**PROBLEM TO SOLVE**
Beginning with the line that holds "Look at the photo above. For each instance of the wooden" and ending with the last line below, repeat each line exactly, leaving any pictures out.

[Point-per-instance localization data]
● ● ● ●

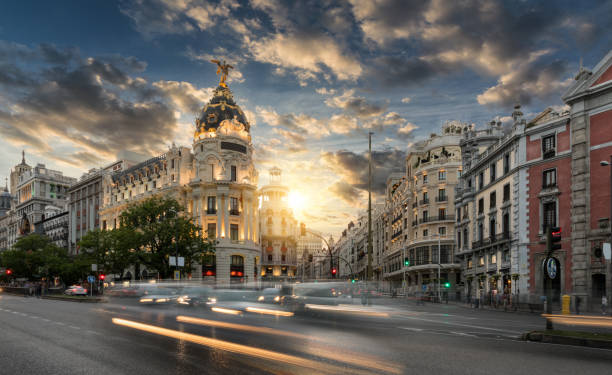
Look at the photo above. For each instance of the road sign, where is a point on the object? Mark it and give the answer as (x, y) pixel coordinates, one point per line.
(551, 267)
(607, 250)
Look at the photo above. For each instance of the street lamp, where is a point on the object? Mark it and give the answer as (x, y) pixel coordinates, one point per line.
(604, 163)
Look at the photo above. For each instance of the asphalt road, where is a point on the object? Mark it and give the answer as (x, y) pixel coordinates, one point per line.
(41, 336)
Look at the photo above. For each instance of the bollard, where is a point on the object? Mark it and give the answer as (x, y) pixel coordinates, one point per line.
(565, 304)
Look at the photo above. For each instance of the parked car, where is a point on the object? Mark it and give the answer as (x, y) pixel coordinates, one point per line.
(270, 295)
(76, 290)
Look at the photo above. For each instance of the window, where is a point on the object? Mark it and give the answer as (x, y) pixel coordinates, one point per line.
(549, 214)
(506, 225)
(549, 178)
(506, 163)
(211, 231)
(234, 206)
(548, 146)
(441, 195)
(234, 232)
(506, 192)
(212, 205)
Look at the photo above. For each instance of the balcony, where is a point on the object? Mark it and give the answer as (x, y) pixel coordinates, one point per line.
(431, 219)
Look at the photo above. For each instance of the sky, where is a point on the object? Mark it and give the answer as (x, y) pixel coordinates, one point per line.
(83, 83)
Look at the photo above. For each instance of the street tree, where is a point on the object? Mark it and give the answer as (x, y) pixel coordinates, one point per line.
(159, 230)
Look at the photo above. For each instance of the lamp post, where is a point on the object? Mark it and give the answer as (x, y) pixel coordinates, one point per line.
(175, 212)
(604, 163)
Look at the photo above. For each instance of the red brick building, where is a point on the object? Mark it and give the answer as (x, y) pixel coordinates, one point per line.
(590, 100)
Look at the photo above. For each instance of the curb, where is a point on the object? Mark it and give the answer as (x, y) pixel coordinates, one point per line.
(84, 300)
(565, 340)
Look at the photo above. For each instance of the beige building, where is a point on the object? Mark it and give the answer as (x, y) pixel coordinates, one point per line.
(279, 231)
(215, 180)
(433, 169)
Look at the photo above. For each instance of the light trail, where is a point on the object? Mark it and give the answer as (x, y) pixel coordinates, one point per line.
(226, 311)
(317, 366)
(269, 312)
(580, 320)
(241, 327)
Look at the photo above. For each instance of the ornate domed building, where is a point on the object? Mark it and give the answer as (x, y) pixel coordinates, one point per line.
(216, 181)
(222, 193)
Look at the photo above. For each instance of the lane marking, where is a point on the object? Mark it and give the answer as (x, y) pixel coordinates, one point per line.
(239, 348)
(462, 325)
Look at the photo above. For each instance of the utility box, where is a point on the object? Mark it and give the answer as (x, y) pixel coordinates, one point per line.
(565, 303)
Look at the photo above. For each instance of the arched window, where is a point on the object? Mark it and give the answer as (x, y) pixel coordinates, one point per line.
(237, 268)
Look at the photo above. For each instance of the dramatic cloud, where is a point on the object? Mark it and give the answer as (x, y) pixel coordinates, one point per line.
(307, 53)
(543, 81)
(352, 168)
(347, 192)
(93, 105)
(356, 105)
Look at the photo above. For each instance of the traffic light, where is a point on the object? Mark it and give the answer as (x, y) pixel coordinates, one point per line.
(553, 237)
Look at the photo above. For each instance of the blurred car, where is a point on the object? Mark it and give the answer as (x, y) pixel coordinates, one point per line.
(76, 290)
(194, 296)
(161, 295)
(270, 295)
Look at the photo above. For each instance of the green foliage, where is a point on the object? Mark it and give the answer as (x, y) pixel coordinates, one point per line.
(157, 231)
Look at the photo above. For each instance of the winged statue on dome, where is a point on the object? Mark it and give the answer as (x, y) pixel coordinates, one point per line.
(223, 69)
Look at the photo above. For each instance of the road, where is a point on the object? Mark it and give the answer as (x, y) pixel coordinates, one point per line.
(42, 336)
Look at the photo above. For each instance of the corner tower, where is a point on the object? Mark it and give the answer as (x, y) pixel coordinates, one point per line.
(223, 190)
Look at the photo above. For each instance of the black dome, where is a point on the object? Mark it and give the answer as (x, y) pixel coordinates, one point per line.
(221, 107)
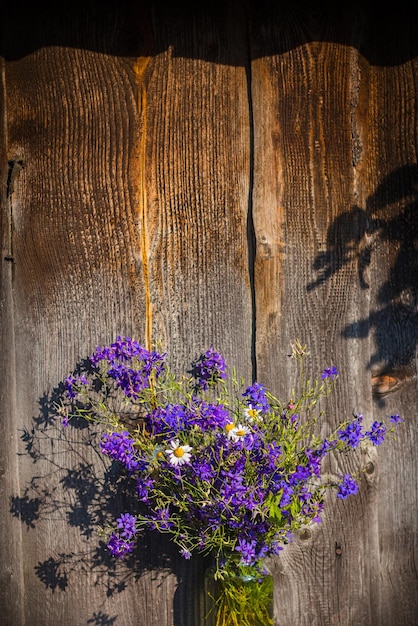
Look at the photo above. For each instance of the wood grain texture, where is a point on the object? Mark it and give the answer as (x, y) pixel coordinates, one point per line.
(315, 126)
(11, 578)
(130, 217)
(206, 177)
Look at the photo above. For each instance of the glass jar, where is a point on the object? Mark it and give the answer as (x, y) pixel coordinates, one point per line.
(238, 596)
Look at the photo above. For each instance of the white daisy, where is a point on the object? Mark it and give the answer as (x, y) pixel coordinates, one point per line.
(178, 455)
(238, 432)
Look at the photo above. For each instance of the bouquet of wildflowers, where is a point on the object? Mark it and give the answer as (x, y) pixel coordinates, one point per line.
(225, 469)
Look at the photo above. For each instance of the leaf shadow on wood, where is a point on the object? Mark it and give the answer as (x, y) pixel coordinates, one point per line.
(80, 499)
(126, 29)
(387, 225)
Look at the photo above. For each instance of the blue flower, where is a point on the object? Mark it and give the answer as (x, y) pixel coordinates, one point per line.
(351, 435)
(347, 487)
(120, 446)
(209, 369)
(256, 397)
(247, 550)
(330, 372)
(377, 433)
(119, 547)
(127, 523)
(396, 419)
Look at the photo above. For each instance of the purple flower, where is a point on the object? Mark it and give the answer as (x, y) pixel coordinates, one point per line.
(247, 550)
(186, 554)
(143, 486)
(351, 434)
(377, 433)
(330, 372)
(396, 419)
(127, 524)
(120, 447)
(129, 364)
(209, 369)
(72, 385)
(119, 547)
(347, 487)
(256, 397)
(160, 520)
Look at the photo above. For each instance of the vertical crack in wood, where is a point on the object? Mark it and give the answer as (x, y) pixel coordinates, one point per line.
(11, 564)
(250, 222)
(140, 68)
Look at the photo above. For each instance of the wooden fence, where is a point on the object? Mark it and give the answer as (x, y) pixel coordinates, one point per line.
(236, 176)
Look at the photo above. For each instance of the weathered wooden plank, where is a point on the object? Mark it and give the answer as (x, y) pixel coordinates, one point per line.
(130, 217)
(309, 195)
(11, 578)
(392, 324)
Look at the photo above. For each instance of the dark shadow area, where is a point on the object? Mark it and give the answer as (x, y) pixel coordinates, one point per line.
(384, 34)
(387, 226)
(74, 484)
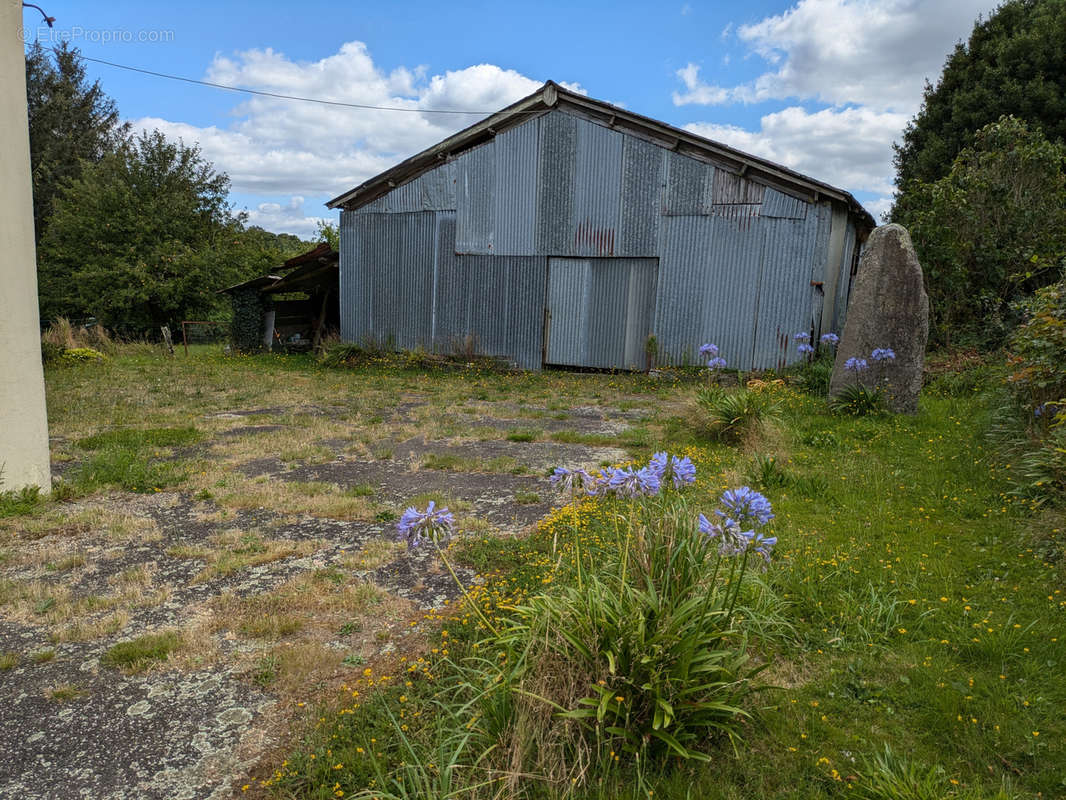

● ● ● ●

**FINAL ANSWER**
Look at the photo above. For each instance of the wooden fence, where is a point on the object? Mark it and give the answer as (x, y) pixel coordinates, one point per line.
(236, 176)
Look at the photo above. For each instance of the weathered wooden plank, where is a point on the object? Mark it and give the answer as (x, y) pixel coordinates, one point per line.
(130, 217)
(309, 195)
(11, 578)
(392, 324)
Look at the photo above. For each instance of the dark shadow area, where is a point on the object? Mark it and give the answer as (x, y) pixel coordinates, one point per line.
(384, 34)
(387, 226)
(74, 484)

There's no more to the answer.